## Instructions
1 – Condense the paragraph of the brain tumor text that begins "Pituitary adenoma is a slow growing" into a short bulleted list that keeps its main facts.
2 – Pick up the brain tumor text after its last sentence and continue it.

## Document section

--

Metastatic brain tumors are tumors that spread to the brain from another (primary) cancer in the body. Metastatic brain tumors are known to occur in 20 to 45 percent of cancer patients. Tumor cells often spread through the bloodstream or other routes across the blood-brain barrier and into the central nervous system. The most common primary cancers resulting in brain metastases that require treatment include lung, breast, melanoma (skin) and genitourinary tract cancers. Metastatic tumors are often treated with surgical removal and/or radiosurgery (e.g. Gamma Knife Radiosurgery).

Pituitary adenoma is a slow growing and typically benign tumor arising from cells in the pituitary gland. Because they originate from cells in the master hormone pituitary gland, they often cause problems related to hormonal dysfunction. Some pituitary tumors result in excessive production and over-secretion of hormones, which can result in a variety of syndromes. A large proportion of these tumors, however, do not produce any functional hormones, but instead grow to a size where they compress surrounding structures. Larger pituitary tumors (called macroadenomas) cause headache, visual loss and pituitary gland dysfunction. A dysfunctional pituitary gland may cause changes in energy level, sexual function and libido, and many other symptoms. These tumors are usually treated using minimally-invasive endoscopic endonasal operations. For more information, visit the USC Pituitary Center.

--

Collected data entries
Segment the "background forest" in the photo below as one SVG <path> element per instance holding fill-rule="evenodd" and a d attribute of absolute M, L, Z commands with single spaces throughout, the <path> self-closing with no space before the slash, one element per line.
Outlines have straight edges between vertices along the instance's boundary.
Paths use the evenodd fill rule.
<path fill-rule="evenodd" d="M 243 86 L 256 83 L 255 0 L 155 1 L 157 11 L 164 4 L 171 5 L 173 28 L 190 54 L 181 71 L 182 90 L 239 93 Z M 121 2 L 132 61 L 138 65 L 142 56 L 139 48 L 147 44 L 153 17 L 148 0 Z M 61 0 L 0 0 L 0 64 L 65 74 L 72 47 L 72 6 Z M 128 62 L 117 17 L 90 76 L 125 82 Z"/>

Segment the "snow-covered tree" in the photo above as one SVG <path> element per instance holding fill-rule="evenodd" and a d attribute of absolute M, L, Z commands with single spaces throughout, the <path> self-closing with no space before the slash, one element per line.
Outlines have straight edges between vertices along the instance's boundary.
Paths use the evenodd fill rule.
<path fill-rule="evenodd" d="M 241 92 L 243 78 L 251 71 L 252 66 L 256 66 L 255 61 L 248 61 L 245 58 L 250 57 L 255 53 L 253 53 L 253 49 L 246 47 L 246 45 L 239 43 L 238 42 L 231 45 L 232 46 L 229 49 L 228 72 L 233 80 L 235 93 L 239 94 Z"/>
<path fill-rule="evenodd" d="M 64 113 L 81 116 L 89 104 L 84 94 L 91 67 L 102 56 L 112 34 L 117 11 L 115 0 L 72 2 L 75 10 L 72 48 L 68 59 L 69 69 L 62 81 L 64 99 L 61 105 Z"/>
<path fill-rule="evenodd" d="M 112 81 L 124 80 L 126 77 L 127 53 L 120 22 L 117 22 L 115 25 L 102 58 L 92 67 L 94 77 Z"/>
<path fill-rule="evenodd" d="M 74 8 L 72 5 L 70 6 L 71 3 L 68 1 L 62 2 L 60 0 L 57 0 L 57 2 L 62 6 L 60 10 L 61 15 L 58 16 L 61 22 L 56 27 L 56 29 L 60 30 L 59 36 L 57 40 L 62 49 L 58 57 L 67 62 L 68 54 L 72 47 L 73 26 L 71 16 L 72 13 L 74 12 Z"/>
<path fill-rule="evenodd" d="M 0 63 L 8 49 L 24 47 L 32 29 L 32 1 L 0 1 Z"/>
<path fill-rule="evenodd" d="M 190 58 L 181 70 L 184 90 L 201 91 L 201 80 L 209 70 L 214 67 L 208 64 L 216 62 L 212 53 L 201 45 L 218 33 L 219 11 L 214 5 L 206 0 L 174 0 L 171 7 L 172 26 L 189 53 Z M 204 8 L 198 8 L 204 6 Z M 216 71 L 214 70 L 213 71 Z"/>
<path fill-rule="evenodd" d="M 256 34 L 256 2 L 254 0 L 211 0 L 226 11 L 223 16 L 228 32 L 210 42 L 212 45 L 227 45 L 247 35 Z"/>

--

## List of answers
1 –
- Pituitary adenoma is a slow-growing, typically benign tumor arising from cells in the pituitary gland.
- Because the gland is the master hormone gland, these tumors often cause hormonal problems.
- Some over-produce and over-secrete hormones, which can lead to a variety of syndromes.
- Many produce no functional hormones but grow large enough to compress surrounding structures.
- Larger tumors (macroadenomas) cause headache, visual loss and pituitary gland dysfunction.
- A dysfunctional gland may change energy level, sexual function and libido, among many other symptoms.
- Treatment is usually minimally-invasive endoscopic endonasal surgery.
- More information is available from the USC Pituitary Center.

2 –
Other conditions where cranial base expertise is of primary importance include:

Giant or complex cerebral aneurysms – these are large weaknesses in the arterial walls in brain blood vessels. Bursting an aneurysm will result in excessive bleeding on the brain, which can be fatal.

Arteriovenous fistulae, including carotid cavernous fistulae – a defect in the walls of arteries sending blood into the brain, which can reduce needed blood flow.

Cerebrospinal fluid leaks – leakage of cerebrospinal fluid (which bathes the brain and spinal cord) into other tissues.


The USC Skull Base Therapeutics Center at Keck Medical Center of USC in Los Angeles takes an interdisciplinary approach to diagnostics, treatments and management drawing from experts including neurologists, neurosurgeons, nurses, psychiatrists, oncologists, spinal specialists and others. The center is known for its minimally invasive approaches, as well as TruBeam™ STx radiosurgery.

Endoscopic neurosurgery is a rapidly evolving subspecialty that takes full advantage of the most recent advancements in optical and video technology as well as surgical instrumentation to treat a variety of brain tumors and other conditions. The smallest incisions and bony openings possible are utilized to safely and adequately perform a given operation. Using natural anatomical corridors and smaller incisions to approach various brain regions results in decreased injury to normal brain structures, reduced risks of cerebrospinal fluid leakage and may minimize pain, risk of infection and the length of hospital stays. Recently, integration of high quality endoscopy systems and high definition viewing monitors into many types of neurosurgery has significantly improved our ability to perform many of these approaches on a daily basis. For more information, visit the USC Minimally Invasive Neurosurgery and Endoscopic Skull Base Center.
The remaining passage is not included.